GIVEN EXERCISE: Reproduce every one of the lines below verbatim, keeping them in the same order.

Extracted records
::::

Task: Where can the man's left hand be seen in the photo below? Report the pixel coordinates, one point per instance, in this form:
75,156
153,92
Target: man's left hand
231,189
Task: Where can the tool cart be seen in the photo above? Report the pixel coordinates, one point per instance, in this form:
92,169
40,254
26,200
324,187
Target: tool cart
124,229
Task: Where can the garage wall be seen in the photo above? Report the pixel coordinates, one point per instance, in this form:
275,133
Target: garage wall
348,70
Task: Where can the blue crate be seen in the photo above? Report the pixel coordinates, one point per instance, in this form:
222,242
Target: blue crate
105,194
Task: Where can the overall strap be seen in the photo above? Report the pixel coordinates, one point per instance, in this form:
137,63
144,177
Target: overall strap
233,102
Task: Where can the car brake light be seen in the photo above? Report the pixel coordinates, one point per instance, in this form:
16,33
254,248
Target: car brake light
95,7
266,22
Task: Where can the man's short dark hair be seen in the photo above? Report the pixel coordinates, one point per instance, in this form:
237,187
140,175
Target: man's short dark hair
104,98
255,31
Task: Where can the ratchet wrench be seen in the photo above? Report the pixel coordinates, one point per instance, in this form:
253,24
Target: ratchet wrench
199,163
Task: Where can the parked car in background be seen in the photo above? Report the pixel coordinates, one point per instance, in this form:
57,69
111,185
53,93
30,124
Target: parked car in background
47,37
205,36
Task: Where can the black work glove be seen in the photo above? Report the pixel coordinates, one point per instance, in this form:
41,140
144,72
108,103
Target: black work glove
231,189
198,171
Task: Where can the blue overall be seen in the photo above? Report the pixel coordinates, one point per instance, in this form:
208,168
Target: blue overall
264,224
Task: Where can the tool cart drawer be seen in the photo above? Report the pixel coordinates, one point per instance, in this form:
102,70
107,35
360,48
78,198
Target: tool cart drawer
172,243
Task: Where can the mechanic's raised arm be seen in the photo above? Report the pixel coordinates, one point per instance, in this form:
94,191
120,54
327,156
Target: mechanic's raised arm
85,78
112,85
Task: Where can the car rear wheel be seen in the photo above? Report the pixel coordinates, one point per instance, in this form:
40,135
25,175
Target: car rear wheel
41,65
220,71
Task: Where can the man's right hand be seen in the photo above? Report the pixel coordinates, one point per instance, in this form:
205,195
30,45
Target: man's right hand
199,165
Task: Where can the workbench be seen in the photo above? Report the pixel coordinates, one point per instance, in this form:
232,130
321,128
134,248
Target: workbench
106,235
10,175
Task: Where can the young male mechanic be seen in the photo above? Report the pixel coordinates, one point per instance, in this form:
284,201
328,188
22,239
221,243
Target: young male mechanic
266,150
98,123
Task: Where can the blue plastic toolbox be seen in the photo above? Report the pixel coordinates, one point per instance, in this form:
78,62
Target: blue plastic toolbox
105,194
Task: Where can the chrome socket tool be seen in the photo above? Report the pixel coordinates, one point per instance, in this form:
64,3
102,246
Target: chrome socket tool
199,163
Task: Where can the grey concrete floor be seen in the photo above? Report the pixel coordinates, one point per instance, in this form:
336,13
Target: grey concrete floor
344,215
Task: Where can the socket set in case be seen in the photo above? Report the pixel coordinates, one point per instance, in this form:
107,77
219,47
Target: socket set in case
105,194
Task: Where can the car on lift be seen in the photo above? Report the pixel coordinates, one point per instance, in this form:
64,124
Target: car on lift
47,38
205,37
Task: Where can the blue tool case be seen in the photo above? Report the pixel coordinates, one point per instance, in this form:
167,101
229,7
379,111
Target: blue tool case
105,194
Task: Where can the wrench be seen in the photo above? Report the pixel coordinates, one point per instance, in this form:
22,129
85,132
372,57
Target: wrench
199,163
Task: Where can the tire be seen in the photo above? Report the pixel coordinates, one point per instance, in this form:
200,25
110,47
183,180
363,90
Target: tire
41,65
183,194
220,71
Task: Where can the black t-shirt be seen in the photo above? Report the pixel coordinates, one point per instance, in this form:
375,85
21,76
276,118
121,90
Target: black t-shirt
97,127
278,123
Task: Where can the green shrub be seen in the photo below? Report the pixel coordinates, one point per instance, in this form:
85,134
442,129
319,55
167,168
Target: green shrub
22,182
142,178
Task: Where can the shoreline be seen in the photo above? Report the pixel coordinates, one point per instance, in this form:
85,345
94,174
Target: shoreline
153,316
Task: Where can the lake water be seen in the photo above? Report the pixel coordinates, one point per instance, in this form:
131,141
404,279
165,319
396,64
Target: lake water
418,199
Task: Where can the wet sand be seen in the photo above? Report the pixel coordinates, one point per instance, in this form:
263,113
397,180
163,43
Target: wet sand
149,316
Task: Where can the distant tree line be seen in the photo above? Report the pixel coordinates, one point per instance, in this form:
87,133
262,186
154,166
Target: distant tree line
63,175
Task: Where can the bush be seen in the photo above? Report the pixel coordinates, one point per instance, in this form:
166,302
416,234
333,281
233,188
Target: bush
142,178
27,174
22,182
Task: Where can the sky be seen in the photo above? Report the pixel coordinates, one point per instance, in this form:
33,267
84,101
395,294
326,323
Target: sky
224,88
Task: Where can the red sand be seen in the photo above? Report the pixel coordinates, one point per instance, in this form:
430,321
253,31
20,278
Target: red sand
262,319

::::

REPLY:
Task: Where can the man's left hand be seen in the photo below? Report the pixel coordinates, one point per instance, in this form:
75,156
153,92
Target: man's left hand
231,189
Task: Where can the tool cart be seen in the photo above? Report the pixel coordinates, one point per instance, in this form:
92,169
40,254
26,200
324,187
Target: tool cart
124,229
Task: Where can the garage wall be seen in the photo above? Report the pixel coordinates, one point per instance, in this form:
275,133
Target: garage wall
348,70
Task: Where can the blue crate be seen in the photo above? Report the pixel coordinates, one point per instance, in this form:
222,242
Target: blue crate
105,194
Task: Where can the overall strap be seen in the photo above? Report the pixel coordinates, one point per instance, in this form:
137,63
144,177
Target: overall strap
233,102
Task: Where can the car brake light be seen in the photo above? Report the pixel coordinates, one point per instance, in this form:
16,33
254,248
Target: car brake light
95,7
266,22
Task: Where can the man's short dark hair be seen in the photo above? Report the pixel coordinates, one point per instance, in this form:
237,187
140,175
Target: man's short dark hair
104,98
255,31
Task: Where can the ratchet wrench be seen in the photo above? Report the pixel coordinates, one point per instance, in this form:
253,24
Target: ratchet wrench
199,163
Task: Where can the parked car in background be seen in the photo above? Report the pixel coordinates, one point per instance, in this form:
57,69
111,185
53,93
30,124
Target: parked car in background
47,37
205,36
Task: Where can the black work glove be seen in the photo above? Report the pixel coordinates, one point per instance, in this form:
41,140
144,72
108,103
Target: black work glove
231,189
198,171
Task: Where can the blue overall be seen in the photo above? Report the pixel coordinates, one point per instance, in this form:
208,168
Target: blue overall
264,224
Task: Where can the tool cart drawer be seen in the photo above? Report the pixel coordinates, one point per instance, in this form:
102,70
107,35
360,48
78,198
Target: tool cart drawer
172,243
Task: Where can the mechanic's raised arm be seen in the photo above? Report the pixel coordinates, one point per instance, in this form:
94,191
120,54
327,156
Target: mechanic's raised arm
85,78
112,85
Task: Where can the car rear wheel be seen in the photo above? Report the pixel coordinates, one point per instance, in this form:
40,135
25,175
Target: car rear wheel
41,65
220,71
Task: Where can the man's right hand be seen in the photo above? Report the pixel coordinates, one point per instance, in this form:
205,195
30,45
Target: man's right hand
199,165
Task: Where can the workbench be seen in the photo above? Report the pixel coordinates, one point per instance, in this form:
232,130
321,128
134,248
Target: workbench
106,235
10,175
Task: Where can the young male mechanic be seen in the photo above? Report the pixel coordinates, one point per instance, in this form:
284,201
328,188
22,239
221,243
Target: young male mechanic
266,150
98,123
Task: Where can the blue plastic toolbox be seen in the photo above? Report the pixel coordinates, one point per instance, in this form:
78,62
Target: blue plastic toolbox
105,194
Task: Where can the chrome socket tool be seen in the photo above? Report the pixel coordinates, one point per instance, in this form:
64,3
102,246
Target: chrome socket tool
199,163
Task: Where can the grey concrete floor be seen in the photo above? Report the pixel coordinates, one point per instance, in this form:
336,13
Target: grey concrete floor
344,215
Task: Where can the socket set in case be seen in the photo above? Report the pixel coordinates, one point per instance, in this form:
107,77
219,47
Target: socket set in case
105,194
Task: Where can the car on lift be seen in the photo above? Report the pixel coordinates, one point per instance, in this form:
64,124
Target: car on lift
47,38
205,37
Task: Where can the blue tool case be seen in the photo above? Report the pixel coordinates, one point per instance, in this form:
167,101
229,7
379,111
Target: blue tool case
105,194
Task: Where can the wrench be seen in the photo above? Report the pixel coordinates, one point per instance, in this form:
22,129
85,132
372,57
Target: wrench
199,163
Task: Where can the tire be seen in the photo above? Report the pixel coordinates, one point per instance, in this form:
200,25
110,47
183,180
363,90
Target: tire
41,65
183,194
220,71
Task: Where can the black t-shirt be seen in the photo above? Report the pixel coordinates, one point per instance, in this form:
375,85
21,76
276,118
121,90
Target: black t-shirt
97,127
278,123
Task: Where can the green shrub be seen in the photo below? Report the pixel coordinates, one point per instance, in this form:
85,134
442,129
319,55
167,168
Target: green shrub
22,182
142,178
Task: Where can the shoreline be seen in the photo above? Report the pixel coordinates, one point per instance, in this form:
85,345
94,174
Target: shoreline
153,316
Task: Where can the lake water be seen in the photo above? Report the pixel coordinates, one point per instance, in this form:
131,141
404,279
165,319
396,64
Target: lake water
418,199
Task: Where can the wet sand be seen in the photo above? Report the pixel coordinates, one point per instance, in this form:
263,113
397,180
163,43
Target: wet sand
149,316
Task: Where can the distant tree line be seen in the photo above? Report the pixel coordinates, one point per instance, in this form:
87,133
262,186
154,166
Target: distant tree line
63,175
Task: Where can the bush be seen in the photo above? Report the pixel coordinates, one point per instance, in this form:
166,302
416,234
333,281
233,188
Target: bush
142,178
27,174
22,182
Task: Where can the sky be seen in the photo above? Report the pixel coordinates, one point per instance, in this form:
33,267
84,101
395,294
326,323
Target: sky
224,88
Task: Where can the red sand be seen in the photo above? Report the pixel coordinates, one point per instance, in this form:
430,321
253,31
20,278
Target: red sand
262,319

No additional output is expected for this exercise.